■ **Excerpt**
◆ ◆ ◆
# Protection Plan Cancellation



## inhd40 (Jan 26, 2013)

I started my latest stint with D* on 1-4-13 and had the PP from the start. I cancelled the PP on 1-23-14 and recently got my statement and it had a 10 dollar cancellation fee. I was under the impression that after a year I could cancel with no fee. I have never made a claim on the plan if that makes any difference. Do I owe this fee? The CSR made no mention that I would be charged by the way.


----------



## dpeters11 (May 30, 2007)

I think the issue here is that the PP effective date is one month after you sign up for it, so you would have to cancel after 2-4-14 to avoid the fee.


----------



## MysteryMan (May 17, 2010)

It states in the Terms and Conditions of the Protection Plan that a administrative fee of $10.00 will be assessed if the plan is canceled during the first year of coverage. If you are sure of your dates of coverage call DirecTV and ask for billing.


----------



## harsh (Jun 15, 2003)

Assuming that we're talking about the Protection Plan (as opposed to the Protection Plan Premiere), your memory isn't failing you.


DIRECTV Protection Plan Terms said:


> Cancellation:
> You may cancel this Plan, without cost to you, within the first 30 days after purchase or anytime after the first 12 months of coverage.


Was the Protection Plan included for a period of time when you signed up? I get the uneasy feeling that the 12 month clock started as soon as you started paying.


----------



## inhd40 (Jan 26, 2013)

I was afraid that might be the case. Stupid of me to not ask, although I would have thought that it would have been mentioned. So by canceling 2 weeks early I not only did not have the plan for the last month it cost me 2 dollars more. This is the second time they have got me and I hope it's the last. Thanks for the info dpeters.


----------



## MysteryMan (May 17, 2010)

dpeters11 said:


> I think the issue here is that the PP effective date is one month after you sign up for it, so you would have to cancel after 2-4-14 to avoid the fee.


You are correct. Term of Coverage states the Plan coverage commences one (1) month from the date of purchase of the Plan.
◆ ◆ ◆
■ **Task list**
- 1) Please reproduce, word for word, the part of the protection plan thread that opens with the words containing "## dpeters11 (May" and closes with "ask for billing.".
- 2) Duplicate every one of the records below line for line, leaving the pictures out of your answer.
◆ ◆ ◆
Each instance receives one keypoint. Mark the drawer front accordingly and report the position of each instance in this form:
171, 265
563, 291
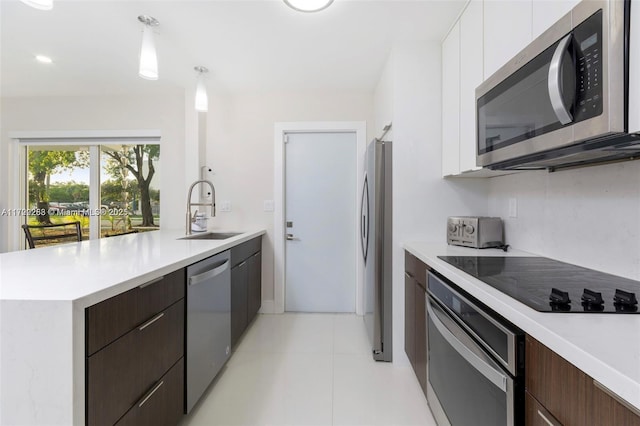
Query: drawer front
416, 268
564, 390
243, 251
120, 373
162, 404
112, 318
536, 414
◆ ◆ ◆
■ **Final results**
- 1)
## dpeters11 (May 30, 2007)

I think the issue here is that the PP effective date is one month after you sign up for it, so you would have to cancel after 2-4-14 to avoid the fee.


----------



## MysteryMan (May 17, 2010)

It states in the Terms and Conditions of the Protection Plan that a administrative fee of $10.00 will be assessed if the plan is canceled during the first year of coverage. If you are sure of your dates of coverage call DirecTV and ask for billing.

- 2)
Each instance receives one keypoint. Mark the drawer front accordingly and report the position of each instance in this form:
171, 265
563, 291
Query: drawer front
416, 268
564, 390
243, 251
120, 373
162, 404
112, 318
536, 414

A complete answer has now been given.